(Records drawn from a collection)
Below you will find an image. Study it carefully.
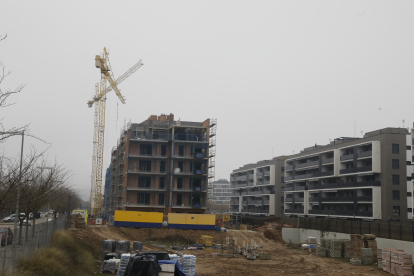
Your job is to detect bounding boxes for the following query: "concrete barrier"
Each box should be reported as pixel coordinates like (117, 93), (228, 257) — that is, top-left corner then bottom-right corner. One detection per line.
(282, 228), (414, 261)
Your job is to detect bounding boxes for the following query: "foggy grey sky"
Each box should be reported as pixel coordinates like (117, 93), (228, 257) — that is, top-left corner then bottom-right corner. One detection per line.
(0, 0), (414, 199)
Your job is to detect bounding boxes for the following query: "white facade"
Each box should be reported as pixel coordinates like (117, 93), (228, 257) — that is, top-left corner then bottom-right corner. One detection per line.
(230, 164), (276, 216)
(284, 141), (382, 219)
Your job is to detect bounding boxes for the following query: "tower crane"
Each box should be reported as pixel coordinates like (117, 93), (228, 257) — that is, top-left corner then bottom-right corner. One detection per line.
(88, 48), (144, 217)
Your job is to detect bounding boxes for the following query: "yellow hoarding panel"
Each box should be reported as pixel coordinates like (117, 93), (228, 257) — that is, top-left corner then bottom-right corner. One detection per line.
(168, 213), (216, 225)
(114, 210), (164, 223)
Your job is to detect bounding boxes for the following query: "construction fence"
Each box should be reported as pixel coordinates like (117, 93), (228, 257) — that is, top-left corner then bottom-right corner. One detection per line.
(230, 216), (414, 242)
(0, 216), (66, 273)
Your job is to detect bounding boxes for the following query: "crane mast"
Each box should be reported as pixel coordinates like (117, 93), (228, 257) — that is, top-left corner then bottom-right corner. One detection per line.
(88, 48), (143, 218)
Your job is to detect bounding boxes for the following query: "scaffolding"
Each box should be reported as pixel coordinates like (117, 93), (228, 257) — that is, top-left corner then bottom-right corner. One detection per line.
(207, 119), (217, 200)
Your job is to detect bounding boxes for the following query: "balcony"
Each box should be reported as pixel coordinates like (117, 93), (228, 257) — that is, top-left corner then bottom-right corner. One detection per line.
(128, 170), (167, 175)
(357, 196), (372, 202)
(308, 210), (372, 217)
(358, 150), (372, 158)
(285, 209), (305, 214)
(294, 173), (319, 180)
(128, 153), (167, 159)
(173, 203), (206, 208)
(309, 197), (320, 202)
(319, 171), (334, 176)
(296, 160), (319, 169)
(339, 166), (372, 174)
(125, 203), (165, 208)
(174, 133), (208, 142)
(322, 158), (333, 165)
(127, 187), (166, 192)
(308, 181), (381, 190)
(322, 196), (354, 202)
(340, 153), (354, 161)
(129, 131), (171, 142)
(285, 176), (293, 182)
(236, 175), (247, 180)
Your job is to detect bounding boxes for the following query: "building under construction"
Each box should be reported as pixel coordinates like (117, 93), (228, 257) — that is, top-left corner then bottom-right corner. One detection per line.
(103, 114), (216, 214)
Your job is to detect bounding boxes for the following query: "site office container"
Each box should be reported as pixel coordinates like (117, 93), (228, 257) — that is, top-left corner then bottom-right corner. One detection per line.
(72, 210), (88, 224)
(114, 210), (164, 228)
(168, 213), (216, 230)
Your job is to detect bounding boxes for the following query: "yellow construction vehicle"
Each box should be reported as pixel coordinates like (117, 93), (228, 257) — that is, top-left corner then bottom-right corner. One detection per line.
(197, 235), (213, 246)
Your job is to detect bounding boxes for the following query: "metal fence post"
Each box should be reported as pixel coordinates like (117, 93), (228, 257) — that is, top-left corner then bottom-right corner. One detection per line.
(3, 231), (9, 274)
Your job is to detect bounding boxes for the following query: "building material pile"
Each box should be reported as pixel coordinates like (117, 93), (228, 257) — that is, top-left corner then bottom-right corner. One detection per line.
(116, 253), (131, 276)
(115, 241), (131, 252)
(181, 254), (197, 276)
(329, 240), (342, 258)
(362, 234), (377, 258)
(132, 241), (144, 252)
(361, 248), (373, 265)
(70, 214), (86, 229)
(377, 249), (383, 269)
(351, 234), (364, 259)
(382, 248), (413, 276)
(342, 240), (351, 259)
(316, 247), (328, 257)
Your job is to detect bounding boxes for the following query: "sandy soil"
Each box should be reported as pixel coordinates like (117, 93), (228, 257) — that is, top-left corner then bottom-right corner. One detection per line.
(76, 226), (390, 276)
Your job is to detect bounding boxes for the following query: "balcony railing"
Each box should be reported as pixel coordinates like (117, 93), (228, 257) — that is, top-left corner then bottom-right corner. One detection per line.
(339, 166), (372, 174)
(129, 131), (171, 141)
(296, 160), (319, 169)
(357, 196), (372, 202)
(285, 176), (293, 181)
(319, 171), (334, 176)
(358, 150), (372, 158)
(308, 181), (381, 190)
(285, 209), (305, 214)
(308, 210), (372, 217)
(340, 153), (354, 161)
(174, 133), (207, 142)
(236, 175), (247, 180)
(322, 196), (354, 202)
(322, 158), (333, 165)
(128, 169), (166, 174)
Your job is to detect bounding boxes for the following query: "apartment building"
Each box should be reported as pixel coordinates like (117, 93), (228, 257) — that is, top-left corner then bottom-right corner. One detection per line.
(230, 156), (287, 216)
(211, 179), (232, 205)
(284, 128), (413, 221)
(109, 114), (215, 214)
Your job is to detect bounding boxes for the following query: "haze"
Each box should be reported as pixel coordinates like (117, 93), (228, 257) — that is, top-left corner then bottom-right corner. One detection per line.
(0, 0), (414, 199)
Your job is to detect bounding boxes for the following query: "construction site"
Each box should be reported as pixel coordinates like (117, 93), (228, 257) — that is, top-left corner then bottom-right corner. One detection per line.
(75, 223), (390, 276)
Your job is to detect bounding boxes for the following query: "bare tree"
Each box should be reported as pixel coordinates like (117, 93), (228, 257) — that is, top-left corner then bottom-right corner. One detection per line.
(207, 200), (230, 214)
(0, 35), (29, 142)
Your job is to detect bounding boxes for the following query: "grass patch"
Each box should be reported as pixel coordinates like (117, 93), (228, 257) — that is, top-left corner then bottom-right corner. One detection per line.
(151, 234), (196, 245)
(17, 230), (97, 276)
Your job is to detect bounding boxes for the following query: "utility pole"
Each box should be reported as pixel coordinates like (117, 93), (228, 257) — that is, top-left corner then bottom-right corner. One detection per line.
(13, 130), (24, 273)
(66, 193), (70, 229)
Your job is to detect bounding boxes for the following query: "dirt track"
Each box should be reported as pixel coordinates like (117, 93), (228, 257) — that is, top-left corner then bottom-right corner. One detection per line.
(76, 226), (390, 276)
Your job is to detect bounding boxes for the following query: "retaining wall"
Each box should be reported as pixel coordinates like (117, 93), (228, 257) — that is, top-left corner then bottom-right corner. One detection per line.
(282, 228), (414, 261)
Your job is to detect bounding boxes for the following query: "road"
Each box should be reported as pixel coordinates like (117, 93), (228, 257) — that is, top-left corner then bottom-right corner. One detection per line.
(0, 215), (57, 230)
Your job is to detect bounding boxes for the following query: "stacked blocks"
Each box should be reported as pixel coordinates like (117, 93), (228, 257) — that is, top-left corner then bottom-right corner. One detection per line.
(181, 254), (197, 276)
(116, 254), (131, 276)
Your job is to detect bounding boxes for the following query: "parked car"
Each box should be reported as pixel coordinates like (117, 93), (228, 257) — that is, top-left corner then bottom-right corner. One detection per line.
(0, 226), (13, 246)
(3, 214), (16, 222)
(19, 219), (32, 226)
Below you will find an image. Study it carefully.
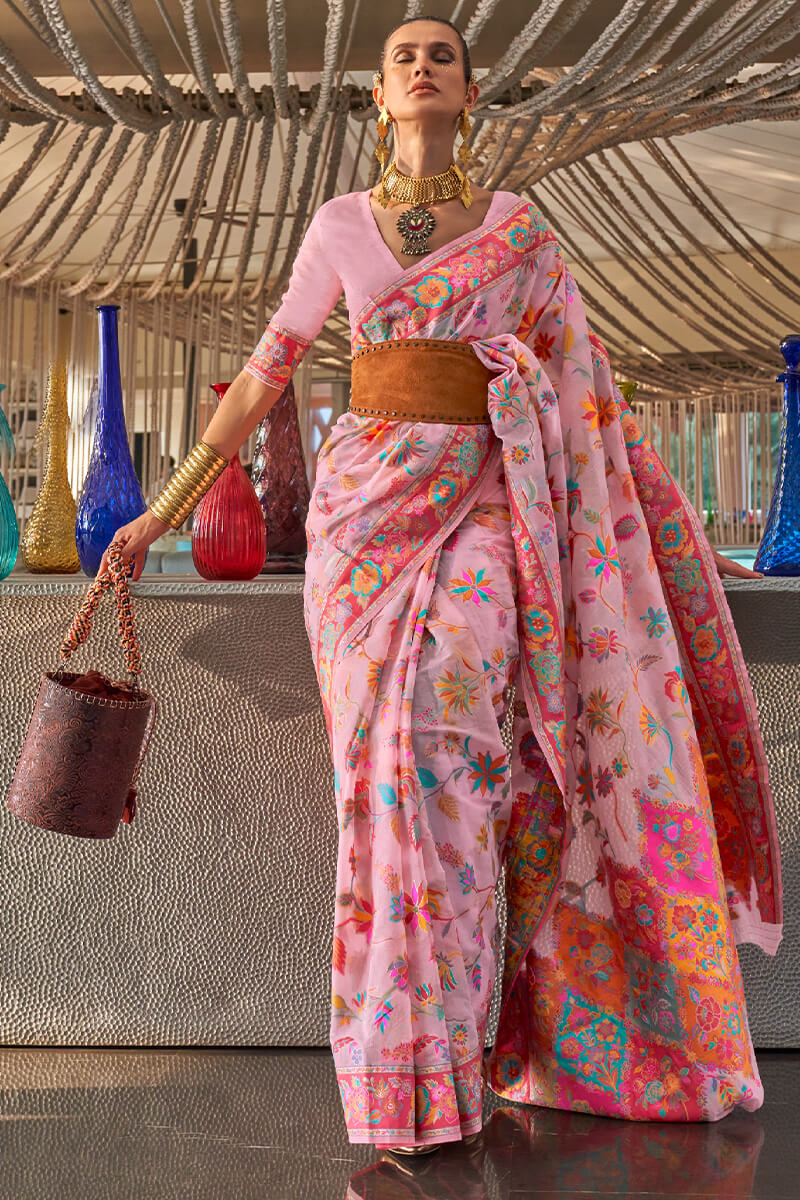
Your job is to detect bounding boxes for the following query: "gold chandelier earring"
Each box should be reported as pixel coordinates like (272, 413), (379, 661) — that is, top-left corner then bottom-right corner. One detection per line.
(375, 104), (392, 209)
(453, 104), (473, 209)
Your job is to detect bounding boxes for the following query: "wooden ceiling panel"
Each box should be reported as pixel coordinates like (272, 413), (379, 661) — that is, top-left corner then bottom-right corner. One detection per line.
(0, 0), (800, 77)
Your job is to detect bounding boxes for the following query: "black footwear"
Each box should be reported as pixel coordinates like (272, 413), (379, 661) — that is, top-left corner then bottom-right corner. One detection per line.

GOAL OF THE EXERCISE
Please report every line above that contains the word "construction", copying each such line in full.

RESULT
Your job is to detect bounding boxes for the following query: "construction fence"
Your job is to detect bounding boxes for the following query: "building under construction"
Your job is to detect bounding boxes for the following query: "yellow construction vehicle"
Your job is to detect bounding boxes for the following query: "construction site"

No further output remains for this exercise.